***** Brano proposto

Non ovunque però sono rose e fiori: secondo Stephen Shwartz alcuni islam si sono dimostrati quasi impermeabili al wahabismo: è il caso dei Balcani e dell’India. La lotta è invece aperta nel Sud-est asiatico, dove all’integralismo che sta dilagando in Indonesia si oppongono forti correnti innovative, quelle che in Malesia hanno proposto una donna vice-mufti, cioè la seconda autorità religiosa nazionale, “rivoluzione” che recentemente ha portato a due nomine femminili di alto livello in Turchia.

È in Africa però dove si gioca la partita strategica. Già in passato i wahabiti avevano registrato successi, sostenendo Idi Amin in Uganda e il regime sudanese. Dai tempi di Siad Barre, appoggiato da Riyad, la conquista del Corno d’Africa è una priorità, e oggi in Etiopia l’islam sta cambiando volto: accanto al tradizionale islam spirituale molti dicono che stiano nascendo nuove generazioni wahabite, educate nelle moschee e nelle scuole coraniche finanziate da Riyad.

**********
***** Dati da esaminare

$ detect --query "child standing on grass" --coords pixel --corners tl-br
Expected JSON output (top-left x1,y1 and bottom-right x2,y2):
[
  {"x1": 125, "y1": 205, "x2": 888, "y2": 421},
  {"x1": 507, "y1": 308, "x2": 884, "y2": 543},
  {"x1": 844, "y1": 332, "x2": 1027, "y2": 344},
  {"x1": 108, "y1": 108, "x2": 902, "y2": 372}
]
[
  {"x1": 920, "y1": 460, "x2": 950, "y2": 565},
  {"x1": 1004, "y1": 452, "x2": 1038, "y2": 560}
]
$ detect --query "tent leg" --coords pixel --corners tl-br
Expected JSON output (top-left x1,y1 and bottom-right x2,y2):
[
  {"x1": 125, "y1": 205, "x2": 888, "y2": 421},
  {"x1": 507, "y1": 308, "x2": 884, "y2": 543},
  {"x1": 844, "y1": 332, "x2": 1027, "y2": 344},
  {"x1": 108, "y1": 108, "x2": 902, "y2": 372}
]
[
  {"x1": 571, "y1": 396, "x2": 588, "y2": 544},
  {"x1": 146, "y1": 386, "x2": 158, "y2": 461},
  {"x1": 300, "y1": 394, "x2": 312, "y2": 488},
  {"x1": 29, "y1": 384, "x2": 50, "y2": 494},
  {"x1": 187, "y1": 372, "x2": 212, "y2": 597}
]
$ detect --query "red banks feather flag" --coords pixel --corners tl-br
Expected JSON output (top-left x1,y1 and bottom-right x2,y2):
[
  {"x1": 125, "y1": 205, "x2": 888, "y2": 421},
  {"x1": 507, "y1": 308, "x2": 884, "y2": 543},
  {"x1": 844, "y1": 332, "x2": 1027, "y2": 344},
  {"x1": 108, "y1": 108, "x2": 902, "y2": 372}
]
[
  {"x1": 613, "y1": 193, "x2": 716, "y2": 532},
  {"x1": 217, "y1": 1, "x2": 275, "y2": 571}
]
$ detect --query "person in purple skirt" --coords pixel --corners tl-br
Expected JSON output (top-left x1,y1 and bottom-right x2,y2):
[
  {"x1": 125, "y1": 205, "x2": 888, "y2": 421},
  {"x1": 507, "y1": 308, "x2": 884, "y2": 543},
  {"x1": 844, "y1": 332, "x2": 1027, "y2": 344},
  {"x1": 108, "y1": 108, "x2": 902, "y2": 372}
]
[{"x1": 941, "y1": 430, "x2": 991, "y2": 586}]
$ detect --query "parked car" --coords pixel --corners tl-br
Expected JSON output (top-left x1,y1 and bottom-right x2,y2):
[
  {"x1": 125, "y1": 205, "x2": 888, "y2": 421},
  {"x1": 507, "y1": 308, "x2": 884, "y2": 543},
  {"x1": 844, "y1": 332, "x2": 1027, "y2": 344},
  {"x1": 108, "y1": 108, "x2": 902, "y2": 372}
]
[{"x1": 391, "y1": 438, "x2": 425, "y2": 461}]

**********

**Compiti richiesti:**
**A.** Secondo il brano, in quali aree l'islam si è dimostrato quasi impermeabile al wahabismo?
**B.** Trascrivi parola per parola il brano, partendo da "È in Africa" e proseguendo fino a "finanziate da Riyad.".
Le righe sono materiale a parte, distinto dal brano.

**Risposte:**
**A.** Nei Balcani e in India.

**B.**
È in Africa però dove si gioca la partita strategica. Già in passato i wahabiti avevano registrato successi, sostenendo Idi Amin in Uganda e il regime sudanese. Dai tempi di Siad Barre, appoggiato da Riyad, la conquista del Corno d’Africa è una priorità, e oggi in Etiopia l’islam sta cambiando volto: accanto al tradizionale islam spirituale molti dicono che stiano nascendo nuove generazioni wahabite, educate nelle moschee e nelle scuole coraniche finanziate da Riyad.